TASK TO CARRY OUT>
Beginning at the line that contains "Would you mind tagging the metal", transcribe every line up to the last one in the material below. Include no other lines.

GIVEN DATA>
⁂
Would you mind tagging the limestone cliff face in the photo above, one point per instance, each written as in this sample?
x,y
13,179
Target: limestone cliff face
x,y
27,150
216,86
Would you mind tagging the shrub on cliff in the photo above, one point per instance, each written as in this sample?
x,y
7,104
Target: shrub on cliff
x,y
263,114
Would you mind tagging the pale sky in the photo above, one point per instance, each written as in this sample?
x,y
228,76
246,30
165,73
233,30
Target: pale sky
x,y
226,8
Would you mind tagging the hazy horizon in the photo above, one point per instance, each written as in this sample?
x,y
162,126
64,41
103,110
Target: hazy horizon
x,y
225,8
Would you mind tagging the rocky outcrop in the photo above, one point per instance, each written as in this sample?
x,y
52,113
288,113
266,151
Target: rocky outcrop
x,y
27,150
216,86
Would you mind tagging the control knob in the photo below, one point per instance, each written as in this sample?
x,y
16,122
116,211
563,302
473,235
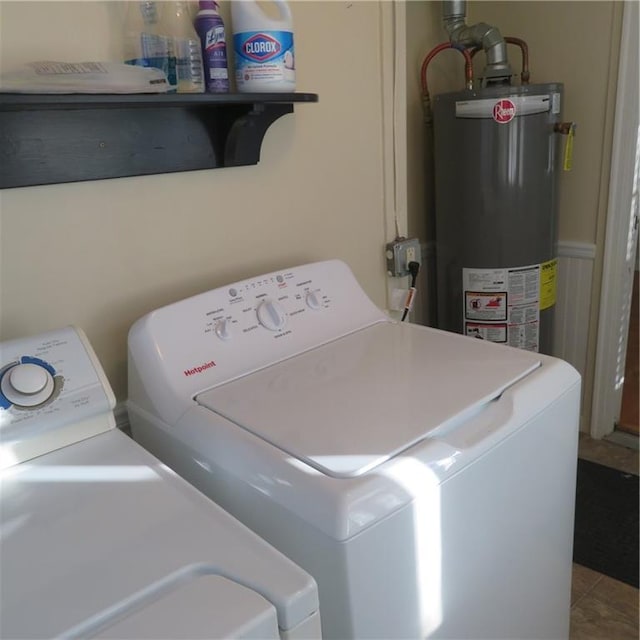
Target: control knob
x,y
27,385
271,315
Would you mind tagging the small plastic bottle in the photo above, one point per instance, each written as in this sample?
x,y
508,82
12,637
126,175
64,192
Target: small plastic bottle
x,y
144,45
176,24
210,27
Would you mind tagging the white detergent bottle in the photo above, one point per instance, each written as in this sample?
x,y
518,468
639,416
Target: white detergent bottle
x,y
263,47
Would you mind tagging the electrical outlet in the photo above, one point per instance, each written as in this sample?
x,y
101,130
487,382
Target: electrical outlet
x,y
400,253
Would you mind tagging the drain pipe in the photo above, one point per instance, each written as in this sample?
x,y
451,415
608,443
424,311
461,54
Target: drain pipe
x,y
482,35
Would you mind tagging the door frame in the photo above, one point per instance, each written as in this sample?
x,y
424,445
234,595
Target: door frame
x,y
621,236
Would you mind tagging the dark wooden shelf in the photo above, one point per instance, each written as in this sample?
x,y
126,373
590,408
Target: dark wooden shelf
x,y
46,139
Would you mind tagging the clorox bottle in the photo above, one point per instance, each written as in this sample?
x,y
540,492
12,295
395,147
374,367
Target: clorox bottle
x,y
263,48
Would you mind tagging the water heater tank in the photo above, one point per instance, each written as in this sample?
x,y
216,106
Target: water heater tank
x,y
496,157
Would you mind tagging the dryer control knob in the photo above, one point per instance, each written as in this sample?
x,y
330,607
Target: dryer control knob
x,y
222,330
271,315
27,385
312,300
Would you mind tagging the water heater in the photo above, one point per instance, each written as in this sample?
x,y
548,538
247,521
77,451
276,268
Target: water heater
x,y
496,156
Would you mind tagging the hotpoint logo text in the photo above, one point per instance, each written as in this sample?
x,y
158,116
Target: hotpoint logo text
x,y
200,368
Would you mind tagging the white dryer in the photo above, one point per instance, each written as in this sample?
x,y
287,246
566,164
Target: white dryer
x,y
100,539
425,479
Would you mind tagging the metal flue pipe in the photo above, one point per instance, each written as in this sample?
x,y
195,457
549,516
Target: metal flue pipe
x,y
478,35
⁂
WORKED SOLUTION>
Would you mind tagging the metal flue pipe in the photo above, one point per instance, each written as in this sample?
x,y
195,457
549,516
Target: metal flue pipe
x,y
478,35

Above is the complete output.